# Text segment
○ ○ ○ ○ ○ ○ ○

Assistant Professor, Department of Civil, Architectural and Environmental Engineering
As the old expression goes, some acorns tend to fall not far from the tree.
Such is the case with Joshua Apte, an assistant professor in UT Austin’s Department of Civil, Architectural and Environmental Engineering (CAEE), who followed in the steps of his father, an indoor air quality scientist.
The younger Apte took his love of environmental science outside, as it were, to focus on the intersection of air quality, climate-change mitigation, energy, and public health.
Science was a popular topic in his household while growing up, Apte recalls.
“It’s what we talked about,” he recalls. “I thought it was interesting; I thought it was fun.”
Today, Apte is recognized for his groundbreaking work in monitoring and mapping air pollution, and measuring its effects on human health and life expectancy.
Apte attended public high school in Berkeley, CA, before traveling east for his undergraduate studies at Brown University in Rhode Island. By then, his interest in energy and clean air already had blossomed.
“It became obvious to me very quickly that energy was at the center of solving that problem,” he says from his fifth-floor office on UT’s main campus, “especially the efficient use of energy.”
“My overarching interest is solving the most pressing sustainability challenge of the century, which is all about climate change,” he adds.
At Brown, Apte delved deeply into the issue, studying the energy efficiency of U.S. commercial buildings and the potential for decarbonizing the energy used to heat and cool them.
Making room in the atmosphere for economic growth
Shortly after earning a B.S., Environmental Science in 2004, Apte had an opportunity to visit India, where he studied village-level water treatment. While there, he became fascinated with issues surrounding the future of transportation and energy in developing countries, and the implications for climate change in areas of the world seeking to extend mobility and other creature comforts to millions of residents.
“The question is, how do we meet the demand for better mobility, the demand for air conditioning, the demand for comfortable indoor climates that are more spacious, while living within the constraint of climate change,” Apte posits.
If one accepts that ignoring the constraint of a warmer world is an unacceptable response, he adds, it follows that energy efficiency is a critical response “for making enough room in the atmosphere for economic growth.”
“I was supposed to be there working on water,” he recalls, “but I became immediately fascinated by this problem of energy and climate change.”
Apte returned to the west coast in 2006 and continued his research in the Building Technology program at the Lawrence Berkeley National Laboratory. At LBNL, his work centered on the potential for energy savings in commercial buildings, particularly in the area of energy efficient windows in commercial and residential dwellings.
At the same time, he entered a master’s program in University of California, Berkeley’s Energy and Resources Group, where his interest in the issues facing developing countries narrowed in focus.
“Very quickly I centered on air pollution as being the right entry point for dealing with these energy and climate problems,” he notes.
Apte’s master’s degree research focused on local air quality as a starting point for his broader interest in finding workable solutions for the problems facing countries such as India.

○ ○ ○ ○ ○ ○ ○

# Data entries
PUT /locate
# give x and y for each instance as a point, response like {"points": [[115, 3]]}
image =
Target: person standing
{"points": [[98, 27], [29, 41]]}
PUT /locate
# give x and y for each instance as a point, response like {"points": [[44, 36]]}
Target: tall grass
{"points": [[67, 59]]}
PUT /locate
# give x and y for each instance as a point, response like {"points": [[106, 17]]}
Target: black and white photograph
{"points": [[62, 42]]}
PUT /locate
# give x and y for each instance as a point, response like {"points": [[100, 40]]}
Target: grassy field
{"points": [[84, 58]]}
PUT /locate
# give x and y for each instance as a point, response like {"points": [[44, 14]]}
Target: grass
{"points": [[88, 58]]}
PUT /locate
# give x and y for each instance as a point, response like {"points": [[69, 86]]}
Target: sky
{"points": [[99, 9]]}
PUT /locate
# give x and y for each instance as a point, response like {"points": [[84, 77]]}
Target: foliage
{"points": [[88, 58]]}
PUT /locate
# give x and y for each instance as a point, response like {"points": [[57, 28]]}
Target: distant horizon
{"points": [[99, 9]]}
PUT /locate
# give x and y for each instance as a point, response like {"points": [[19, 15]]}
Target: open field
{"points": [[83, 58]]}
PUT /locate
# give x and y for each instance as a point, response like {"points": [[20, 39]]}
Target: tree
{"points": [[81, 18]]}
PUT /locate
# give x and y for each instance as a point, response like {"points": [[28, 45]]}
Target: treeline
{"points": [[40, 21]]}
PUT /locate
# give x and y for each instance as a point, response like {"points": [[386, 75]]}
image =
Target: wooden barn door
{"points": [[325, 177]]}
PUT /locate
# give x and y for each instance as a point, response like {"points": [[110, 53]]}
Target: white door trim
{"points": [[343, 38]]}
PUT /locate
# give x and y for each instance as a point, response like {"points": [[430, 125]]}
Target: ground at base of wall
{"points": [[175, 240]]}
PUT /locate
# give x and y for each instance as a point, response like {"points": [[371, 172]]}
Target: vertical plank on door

○ ○ ○ ○ ○ ○ ○

# Stated goal 1
According to the Apte profile, what did Apte study during his visit to India?
# Stated goal 2
Take the part of the Apte profile that opens with the words "If one accepts" and closes with "narrowed in focus.", and write it out again with "windows" swapped for "roofing".
Use only the Apte profile as your source.

# Final answer 1
Village-level water treatment.

# Final answer 2
If one accepts that ignoring the constraint of a warmer world is an unacceptable response, he adds, it follows that energy efficiency is a critical response “for making enough room in the atmosphere for economic growth.”
“I was supposed to be there working on water,” he recalls, “but I became immediately fascinated by this problem of energy and climate change.”
Apte returned to the west coast in 2006 and continued his research in the Building Technology program at the Lawrence Berkeley National Laboratory. At LBNL, his work centered on the potential for energy savings in commercial buildings, particularly in the area of energy efficient roofing in commercial and residential dwellings.
At the same time, he entered a master’s program in University of California, Berkeley’s Energy and Resources Group, where his interest in the issues facing developing countries narrowed in focus.